* [EXERCISE REQUIREMENTS]: Copy only what runs from the line containing "the laptop lid" through the end of the material below, line for line, with both ends included.
****************
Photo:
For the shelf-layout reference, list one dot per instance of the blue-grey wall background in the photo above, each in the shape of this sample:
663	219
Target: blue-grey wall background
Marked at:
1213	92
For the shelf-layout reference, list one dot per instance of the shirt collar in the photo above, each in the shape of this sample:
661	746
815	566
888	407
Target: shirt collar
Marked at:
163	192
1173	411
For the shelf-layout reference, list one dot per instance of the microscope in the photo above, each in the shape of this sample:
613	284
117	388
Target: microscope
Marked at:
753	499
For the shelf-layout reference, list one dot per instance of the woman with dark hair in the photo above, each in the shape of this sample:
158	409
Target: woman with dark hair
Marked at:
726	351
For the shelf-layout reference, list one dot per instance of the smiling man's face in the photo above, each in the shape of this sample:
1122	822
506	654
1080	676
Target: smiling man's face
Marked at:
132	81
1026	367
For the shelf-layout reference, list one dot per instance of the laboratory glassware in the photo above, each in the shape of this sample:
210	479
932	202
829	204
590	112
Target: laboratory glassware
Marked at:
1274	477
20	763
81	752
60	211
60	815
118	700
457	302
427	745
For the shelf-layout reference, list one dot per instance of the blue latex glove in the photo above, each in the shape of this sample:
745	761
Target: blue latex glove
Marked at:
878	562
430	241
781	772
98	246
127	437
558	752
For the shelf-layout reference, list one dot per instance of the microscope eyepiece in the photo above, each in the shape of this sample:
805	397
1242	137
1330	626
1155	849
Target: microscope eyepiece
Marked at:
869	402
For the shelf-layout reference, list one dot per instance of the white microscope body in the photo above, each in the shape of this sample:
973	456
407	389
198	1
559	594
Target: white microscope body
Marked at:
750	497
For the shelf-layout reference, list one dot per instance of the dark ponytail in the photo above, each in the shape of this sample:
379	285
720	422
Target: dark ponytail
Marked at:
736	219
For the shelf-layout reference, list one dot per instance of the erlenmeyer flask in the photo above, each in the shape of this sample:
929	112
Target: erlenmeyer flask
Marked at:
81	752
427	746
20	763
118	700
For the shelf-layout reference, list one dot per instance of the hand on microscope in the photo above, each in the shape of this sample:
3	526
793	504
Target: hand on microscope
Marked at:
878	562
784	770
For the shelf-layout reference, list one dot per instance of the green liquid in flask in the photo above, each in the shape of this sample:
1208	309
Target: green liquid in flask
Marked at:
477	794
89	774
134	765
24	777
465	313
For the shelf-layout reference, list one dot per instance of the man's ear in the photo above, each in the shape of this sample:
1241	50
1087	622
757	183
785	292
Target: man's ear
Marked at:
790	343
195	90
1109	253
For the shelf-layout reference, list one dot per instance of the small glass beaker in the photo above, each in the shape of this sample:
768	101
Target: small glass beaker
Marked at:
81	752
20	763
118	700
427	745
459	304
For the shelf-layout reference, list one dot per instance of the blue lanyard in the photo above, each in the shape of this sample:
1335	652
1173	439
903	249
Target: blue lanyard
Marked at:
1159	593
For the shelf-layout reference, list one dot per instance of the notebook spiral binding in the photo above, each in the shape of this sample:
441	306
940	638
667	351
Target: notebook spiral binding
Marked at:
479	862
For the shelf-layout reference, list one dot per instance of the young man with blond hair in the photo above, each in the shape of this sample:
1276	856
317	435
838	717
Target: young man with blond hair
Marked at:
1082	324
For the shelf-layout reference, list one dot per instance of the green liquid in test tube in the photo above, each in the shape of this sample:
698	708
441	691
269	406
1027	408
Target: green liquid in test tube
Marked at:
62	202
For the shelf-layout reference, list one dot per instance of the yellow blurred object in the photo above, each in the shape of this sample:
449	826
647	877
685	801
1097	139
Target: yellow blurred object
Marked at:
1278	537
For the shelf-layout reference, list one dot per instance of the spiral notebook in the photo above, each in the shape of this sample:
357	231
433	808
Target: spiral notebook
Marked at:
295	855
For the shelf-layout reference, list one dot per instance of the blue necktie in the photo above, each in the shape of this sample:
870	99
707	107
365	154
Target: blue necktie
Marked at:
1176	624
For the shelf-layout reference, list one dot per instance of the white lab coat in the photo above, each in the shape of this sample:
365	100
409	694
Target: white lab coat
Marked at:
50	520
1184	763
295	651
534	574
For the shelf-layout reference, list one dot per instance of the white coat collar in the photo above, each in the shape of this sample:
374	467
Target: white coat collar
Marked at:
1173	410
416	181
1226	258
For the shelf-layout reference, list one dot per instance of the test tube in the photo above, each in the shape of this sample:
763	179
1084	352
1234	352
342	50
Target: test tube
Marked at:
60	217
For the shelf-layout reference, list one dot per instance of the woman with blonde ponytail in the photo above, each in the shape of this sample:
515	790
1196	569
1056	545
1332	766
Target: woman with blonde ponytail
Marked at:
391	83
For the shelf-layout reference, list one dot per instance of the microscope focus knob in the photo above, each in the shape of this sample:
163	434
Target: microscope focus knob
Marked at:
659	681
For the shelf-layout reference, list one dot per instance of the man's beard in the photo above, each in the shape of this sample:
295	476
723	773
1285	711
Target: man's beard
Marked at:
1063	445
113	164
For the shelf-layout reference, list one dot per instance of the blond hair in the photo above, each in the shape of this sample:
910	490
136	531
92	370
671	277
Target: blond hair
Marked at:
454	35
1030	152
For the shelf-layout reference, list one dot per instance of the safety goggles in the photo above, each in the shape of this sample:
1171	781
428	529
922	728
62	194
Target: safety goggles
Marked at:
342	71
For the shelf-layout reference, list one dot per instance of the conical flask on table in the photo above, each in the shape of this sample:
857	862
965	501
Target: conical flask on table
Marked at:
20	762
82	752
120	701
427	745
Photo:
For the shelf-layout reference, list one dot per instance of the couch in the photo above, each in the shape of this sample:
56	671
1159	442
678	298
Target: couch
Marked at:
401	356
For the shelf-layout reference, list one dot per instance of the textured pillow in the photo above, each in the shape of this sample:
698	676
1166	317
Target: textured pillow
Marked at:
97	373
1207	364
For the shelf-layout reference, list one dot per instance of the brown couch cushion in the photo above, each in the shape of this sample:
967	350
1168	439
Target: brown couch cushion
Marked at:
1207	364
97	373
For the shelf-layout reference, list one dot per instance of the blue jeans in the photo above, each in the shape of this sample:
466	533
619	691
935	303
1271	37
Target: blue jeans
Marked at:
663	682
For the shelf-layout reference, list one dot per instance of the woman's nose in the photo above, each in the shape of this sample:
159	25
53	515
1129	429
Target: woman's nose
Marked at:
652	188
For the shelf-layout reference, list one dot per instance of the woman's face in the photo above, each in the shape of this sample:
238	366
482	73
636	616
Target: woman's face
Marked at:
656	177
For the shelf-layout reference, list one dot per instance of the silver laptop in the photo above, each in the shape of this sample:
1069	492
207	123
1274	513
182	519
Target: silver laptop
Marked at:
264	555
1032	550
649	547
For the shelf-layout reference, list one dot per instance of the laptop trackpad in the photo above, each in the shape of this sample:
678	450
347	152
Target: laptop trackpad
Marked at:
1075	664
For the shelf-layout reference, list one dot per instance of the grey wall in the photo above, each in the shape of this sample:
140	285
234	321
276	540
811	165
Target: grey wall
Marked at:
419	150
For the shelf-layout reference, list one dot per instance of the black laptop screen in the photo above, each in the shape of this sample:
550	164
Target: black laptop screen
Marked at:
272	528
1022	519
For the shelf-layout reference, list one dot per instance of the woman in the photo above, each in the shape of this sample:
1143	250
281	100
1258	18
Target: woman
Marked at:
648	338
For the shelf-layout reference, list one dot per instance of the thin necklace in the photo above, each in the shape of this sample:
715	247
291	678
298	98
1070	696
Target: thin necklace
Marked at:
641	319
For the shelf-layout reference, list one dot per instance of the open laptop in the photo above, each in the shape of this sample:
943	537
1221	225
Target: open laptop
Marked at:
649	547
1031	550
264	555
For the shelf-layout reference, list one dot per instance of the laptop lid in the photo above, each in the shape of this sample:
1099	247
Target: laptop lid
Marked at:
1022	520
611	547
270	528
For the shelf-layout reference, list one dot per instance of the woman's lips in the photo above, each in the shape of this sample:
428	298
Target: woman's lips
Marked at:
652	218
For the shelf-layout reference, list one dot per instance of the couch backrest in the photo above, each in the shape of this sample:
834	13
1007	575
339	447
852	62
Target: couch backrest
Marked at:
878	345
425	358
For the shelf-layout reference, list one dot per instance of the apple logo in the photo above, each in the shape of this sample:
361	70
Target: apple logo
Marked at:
****************
* [REPLY TO THE TASK]:
For the shelf-layout reference, list one dot per instance of the laptop lid in the photo above, each in the shape of this sample:
1099	247
Target: laptop lid
Marked at:
1022	520
611	547
270	528
For the shelf-layout reference, list one dot per instance of the woman's lips in the photo above, each in the shape of this sample:
428	298
Target: woman's lips
Marked at:
652	218
For the shelf-layout reference, list one dot per instance of the couch backrest in the photo above, each in the shape of this sample:
834	13
1007	575
339	447
852	62
Target: couch backrest
Marked at:
878	345
425	358
For the shelf-layout reference, list one dot per instance of the apple logo in the photo above, each in the shape of this sample:
361	70
Target: apple logo
Marked at:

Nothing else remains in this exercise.